### Exercise prompt
Swap "from the scene" for "in the photo" everywhere in the entries below, and keep every other line and word unchanged. Leave the pictures out of your copy.

Bounding-box entries:
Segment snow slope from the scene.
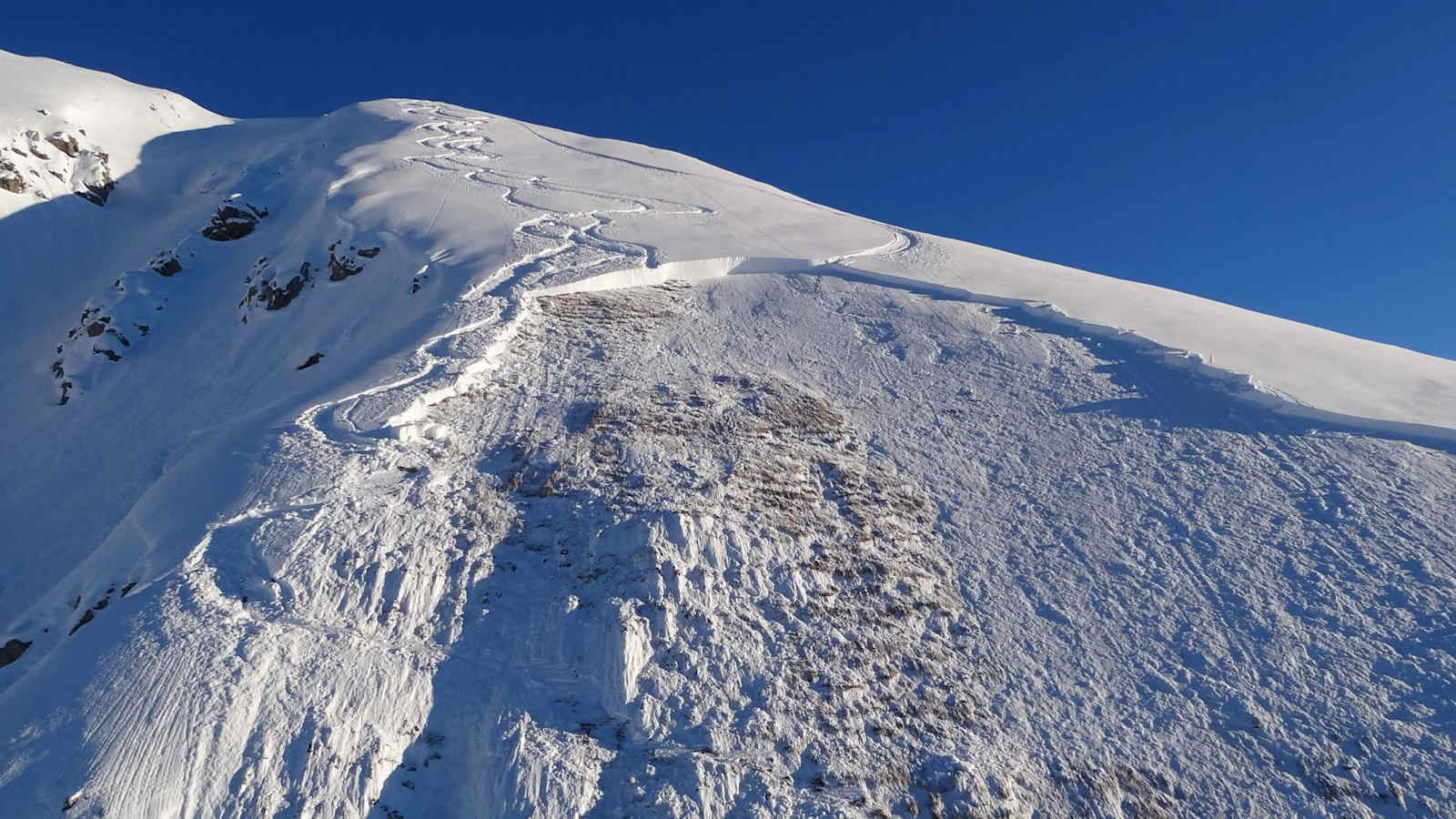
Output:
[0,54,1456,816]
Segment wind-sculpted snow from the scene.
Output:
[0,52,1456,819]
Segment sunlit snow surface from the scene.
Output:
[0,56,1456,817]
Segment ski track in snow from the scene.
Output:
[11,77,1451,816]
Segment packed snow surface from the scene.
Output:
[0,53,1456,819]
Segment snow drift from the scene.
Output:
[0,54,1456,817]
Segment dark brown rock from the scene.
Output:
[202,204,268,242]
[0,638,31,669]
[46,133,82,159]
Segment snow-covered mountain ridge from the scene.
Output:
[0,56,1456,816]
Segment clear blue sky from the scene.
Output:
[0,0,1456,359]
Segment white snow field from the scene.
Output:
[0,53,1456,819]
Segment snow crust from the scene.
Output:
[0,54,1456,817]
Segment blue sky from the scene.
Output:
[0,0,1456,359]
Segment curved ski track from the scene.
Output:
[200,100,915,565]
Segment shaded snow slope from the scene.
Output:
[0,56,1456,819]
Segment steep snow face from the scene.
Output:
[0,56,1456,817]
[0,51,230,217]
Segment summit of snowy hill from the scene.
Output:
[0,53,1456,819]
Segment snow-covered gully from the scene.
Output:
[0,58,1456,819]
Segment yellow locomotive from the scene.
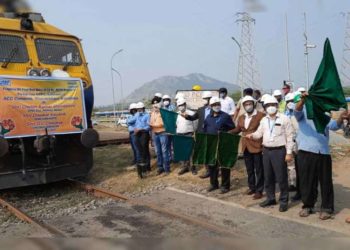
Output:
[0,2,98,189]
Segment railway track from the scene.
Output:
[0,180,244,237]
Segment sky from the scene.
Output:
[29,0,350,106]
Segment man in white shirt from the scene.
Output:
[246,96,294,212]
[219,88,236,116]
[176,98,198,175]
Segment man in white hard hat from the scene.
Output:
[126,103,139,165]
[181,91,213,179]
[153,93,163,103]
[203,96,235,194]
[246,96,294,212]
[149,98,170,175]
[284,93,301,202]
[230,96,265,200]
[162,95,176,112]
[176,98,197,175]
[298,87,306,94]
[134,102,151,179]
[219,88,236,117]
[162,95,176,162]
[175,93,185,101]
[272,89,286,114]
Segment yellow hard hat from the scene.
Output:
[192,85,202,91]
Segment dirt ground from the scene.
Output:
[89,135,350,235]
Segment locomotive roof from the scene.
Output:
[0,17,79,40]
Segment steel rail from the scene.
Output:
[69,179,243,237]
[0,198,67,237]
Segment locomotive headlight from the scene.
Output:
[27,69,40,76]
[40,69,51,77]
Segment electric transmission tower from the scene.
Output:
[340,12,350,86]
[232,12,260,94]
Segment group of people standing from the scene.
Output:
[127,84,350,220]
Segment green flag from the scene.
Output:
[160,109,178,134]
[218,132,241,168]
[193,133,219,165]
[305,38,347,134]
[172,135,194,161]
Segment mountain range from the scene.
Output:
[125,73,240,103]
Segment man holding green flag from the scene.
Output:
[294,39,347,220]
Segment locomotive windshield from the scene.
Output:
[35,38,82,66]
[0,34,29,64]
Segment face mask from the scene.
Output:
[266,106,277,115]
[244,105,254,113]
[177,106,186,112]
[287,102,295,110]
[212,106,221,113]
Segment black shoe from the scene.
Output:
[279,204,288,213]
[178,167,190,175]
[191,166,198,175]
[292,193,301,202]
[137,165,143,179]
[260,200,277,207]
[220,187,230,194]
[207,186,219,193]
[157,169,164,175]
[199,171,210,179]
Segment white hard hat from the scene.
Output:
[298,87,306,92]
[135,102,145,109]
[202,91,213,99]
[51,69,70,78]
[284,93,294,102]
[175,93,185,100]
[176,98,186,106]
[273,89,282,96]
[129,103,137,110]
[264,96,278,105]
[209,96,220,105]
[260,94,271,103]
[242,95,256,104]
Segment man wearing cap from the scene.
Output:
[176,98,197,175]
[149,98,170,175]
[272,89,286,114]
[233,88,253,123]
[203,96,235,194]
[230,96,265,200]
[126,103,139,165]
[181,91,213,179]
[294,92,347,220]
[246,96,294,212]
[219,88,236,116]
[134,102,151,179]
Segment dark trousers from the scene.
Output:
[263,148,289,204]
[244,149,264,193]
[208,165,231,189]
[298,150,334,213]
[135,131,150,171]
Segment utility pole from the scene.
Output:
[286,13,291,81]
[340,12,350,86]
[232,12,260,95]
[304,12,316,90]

### Task solution
Segment snow slope in the photo.
Output:
[0,54,1456,816]
Segment wind-sculpted snow in the photo.
Output:
[0,52,1456,819]
Segment sunlit snow surface in the photo.
Output:
[0,56,1456,817]
Segment ski track in snow in the photo.
Output:
[11,77,1451,816]
Segment packed snow surface in the photo.
Output:
[0,53,1456,819]
Segment snow drift in the photo.
Output:
[0,54,1456,817]
Segment dark brown rock in the photo.
Output:
[202,204,268,242]
[0,638,31,669]
[46,133,82,159]
Segment snow-covered mountain ridge in the photo.
Output:
[0,56,1456,816]
Segment clear blue sky in the photo.
Output:
[0,0,1456,359]
Segment white snow field in the photo.
Output:
[0,53,1456,819]
Segment snow crust in the photo.
Output:
[0,54,1456,817]
Segment blue sky in the photo.
Output:
[0,0,1456,359]
Segment curved ski track in the photo.
Output:
[200,100,915,565]
Segment shaded snow slope in the photo.
Output:
[0,56,1456,819]
Segment steep snow face in the photo.
Output:
[0,56,1456,817]
[0,51,230,217]
Segment summit of snowy hill in the photo.
Output:
[0,53,1456,819]
Segment snow-covered gully in the photo.
Output:
[0,58,1456,819]
Segment yellow locomotive in the photo.
Output:
[0,2,98,189]
Segment railway track in the photo.
Output:
[0,180,244,237]
Segment sky in the photo.
Output:
[29,0,350,106]
Segment man in white shirt in the photo.
Output:
[246,96,294,212]
[219,88,236,116]
[176,98,198,175]
Segment man in white hard hat in the photo.
Output:
[126,103,139,165]
[181,91,213,179]
[153,93,163,103]
[203,96,235,194]
[246,96,294,212]
[149,98,170,175]
[284,93,301,202]
[230,96,265,200]
[162,95,176,112]
[176,98,197,175]
[298,87,306,94]
[134,102,151,179]
[219,88,236,117]
[162,95,176,162]
[175,93,185,101]
[272,89,286,114]
Segment yellow hard hat in the photo.
Output:
[192,85,202,91]
Segment dirt ground in the photo.
Output:
[89,135,350,235]
Segment locomotive roof in the photo.
Output:
[0,17,79,40]
Segment steel rail in the photo.
Output:
[69,179,243,237]
[0,198,67,237]
Segment locomotive headlight in the photo.
Output:
[27,69,40,76]
[40,69,51,77]
Segment electric transmission tower in the photo.
Output:
[340,12,350,86]
[232,12,260,94]
Segment group of people standing in the photo.
Output:
[127,84,350,220]
Segment green flag in the photo.
Output:
[160,109,178,134]
[218,132,241,168]
[193,133,219,165]
[305,38,347,134]
[172,135,194,161]
Segment mountain range in the photo.
Output:
[125,73,240,103]
Segment man holding green flag in the photo.
Output:
[294,39,347,220]
Segment locomotive windshield in the photo.
Output:
[35,38,82,66]
[0,34,29,64]
Segment face mask in the photo.
Output:
[266,106,277,115]
[244,105,254,113]
[177,106,186,112]
[287,102,295,110]
[212,106,221,113]
Segment black shoe in the photo.
Output:
[279,204,288,213]
[178,167,190,175]
[191,166,198,175]
[292,193,301,202]
[137,165,143,179]
[260,200,277,207]
[220,187,230,194]
[207,186,219,193]
[157,169,164,175]
[199,171,210,179]
Segment white hard hat in the photo.
Output:
[298,87,306,92]
[135,102,145,109]
[202,91,213,99]
[51,69,70,78]
[284,93,294,102]
[175,93,185,100]
[176,98,186,106]
[273,89,282,96]
[129,103,137,110]
[264,96,278,105]
[209,96,220,105]
[260,94,271,103]
[242,95,256,104]
Segment man wearing cap in the photo.
Output:
[176,98,197,175]
[149,98,170,175]
[272,89,286,114]
[233,88,253,123]
[203,96,235,194]
[230,96,265,200]
[126,103,139,165]
[181,91,213,179]
[294,92,347,220]
[246,96,294,212]
[219,88,236,116]
[134,102,151,179]
Segment dark trousers in the photo.
Output:
[263,148,289,204]
[244,149,264,193]
[208,165,231,189]
[298,150,334,213]
[135,131,150,171]
Segment utility pole in the photo.
Output:
[286,13,291,81]
[340,12,350,86]
[232,12,260,95]
[304,12,316,90]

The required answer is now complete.